◆ Work required ◆
Copy the lines below word for word, leaving out the pictures.

Saved data entries:
----------------

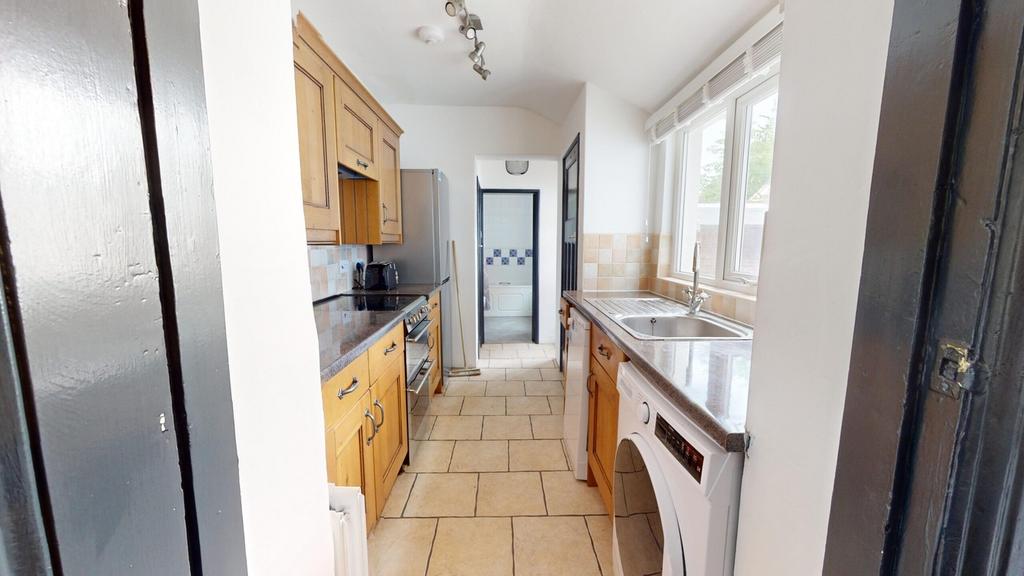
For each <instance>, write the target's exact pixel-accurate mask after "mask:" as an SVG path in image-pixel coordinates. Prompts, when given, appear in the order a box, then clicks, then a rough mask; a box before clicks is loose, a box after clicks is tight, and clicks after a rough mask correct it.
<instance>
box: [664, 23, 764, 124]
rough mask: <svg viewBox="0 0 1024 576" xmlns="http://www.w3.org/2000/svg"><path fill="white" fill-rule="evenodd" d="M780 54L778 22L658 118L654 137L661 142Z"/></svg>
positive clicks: (754, 74)
mask: <svg viewBox="0 0 1024 576" xmlns="http://www.w3.org/2000/svg"><path fill="white" fill-rule="evenodd" d="M781 54H782V25H781V24H779V25H778V26H776V27H775V28H773V29H772V30H771V32H769V33H768V34H765V35H764V36H762V37H761V38H760V39H759V40H758V41H757V42H755V43H754V44H753V45H752V46H751V47H750V48H748V49H746V51H744V52H743V53H742V54H740V55H739V56H738V57H736V58H735V59H733V60H732V61H731V63H729V64H728V65H726V66H725V67H724V68H723V69H722V70H720V71H719V72H718V74H716V75H715V76H713V77H712V78H711V80H709V81H708V83H707V84H705V85H702V86H700V87H699V88H697V89H696V90H695V91H694V92H693V93H691V94H689V95H687V96H686V97H685V98H684V99H683V101H681V102H680V104H679V106H677V107H676V109H675V110H674V111H670V112H669V113H668V114H666V115H665V116H664V117H662V118H660V119H658V121H657V122H655V123H654V128H653V129H652V130H651V134H650V136H651V140H653V141H658V140H660V139H662V138H664V137H666V136H667V135H669V134H670V133H672V132H673V131H674V130H675V129H676V127H678V126H680V125H681V124H685V123H686V122H688V121H689V120H690V119H691V118H693V117H694V116H696V115H698V114H700V113H701V112H702V111H703V109H705V108H706V106H707V105H708V104H709V102H711V101H714V100H715V98H717V97H719V96H721V95H722V94H726V93H728V92H729V91H730V90H731V89H733V88H734V87H736V86H737V85H739V84H741V83H743V82H745V81H746V80H748V79H749V78H751V77H752V76H753V75H755V74H757V73H759V72H761V71H762V70H764V69H766V68H767V67H769V66H772V65H773V64H774V63H775V60H776V59H777V58H778V57H779V56H780V55H781ZM706 94H707V97H706Z"/></svg>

----------------

◆ Result ◆
For each <instance>, write the target's exact pixel-accurate mask after "mask:" as an SVG path in image-pixel coordinates. Prompts, when given, appear in the order a box, then clicks, then a rough mask; a box before clicks is loose, a box after clicks is tight, and clicks after a rough mask correct it.
<instance>
box: [664, 23, 764, 124]
rough mask: <svg viewBox="0 0 1024 576" xmlns="http://www.w3.org/2000/svg"><path fill="white" fill-rule="evenodd" d="M780 54L778 22L658 118L654 137L661 142Z"/></svg>
positive clicks: (754, 74)
mask: <svg viewBox="0 0 1024 576" xmlns="http://www.w3.org/2000/svg"><path fill="white" fill-rule="evenodd" d="M781 54H782V25H781V24H779V25H778V26H776V27H775V28H773V29H772V30H771V32H769V33H768V34H765V35H764V36H762V37H761V38H760V39H759V40H758V41H757V42H755V43H754V44H753V45H752V46H751V47H750V48H748V49H746V51H744V52H743V53H742V54H740V55H739V56H738V57H736V58H735V59H733V60H732V61H731V63H729V64H728V65H726V66H725V67H724V68H723V69H722V70H720V71H719V72H718V74H716V75H715V76H713V77H712V78H711V80H709V81H708V83H707V84H705V85H702V86H700V87H699V88H697V89H696V90H695V91H694V92H693V93H691V94H689V95H687V96H686V97H685V98H684V99H683V101H681V102H680V104H679V106H677V107H676V109H675V110H674V111H670V112H669V113H668V114H666V115H665V116H664V117H662V118H660V119H658V121H657V122H655V123H654V128H653V129H652V130H651V134H650V136H651V140H653V141H658V140H660V139H662V138H664V137H666V136H667V135H669V134H670V133H672V132H673V131H674V130H675V129H676V127H678V126H680V125H681V124H685V123H686V122H688V121H689V120H690V119H691V118H693V117H694V116H696V115H698V114H700V113H701V112H702V111H703V109H705V108H706V106H707V105H708V104H709V102H711V101H714V100H715V98H717V97H719V96H721V95H722V94H726V93H728V92H729V91H730V90H731V89H733V88H734V87H736V86H737V85H739V84H741V83H743V82H745V81H746V80H748V79H749V78H751V77H752V76H753V75H755V74H757V73H759V72H761V71H762V70H764V69H766V68H767V67H769V66H772V65H773V64H774V63H775V60H776V59H777V58H778V57H779V56H780V55H781ZM706 94H707V97H706Z"/></svg>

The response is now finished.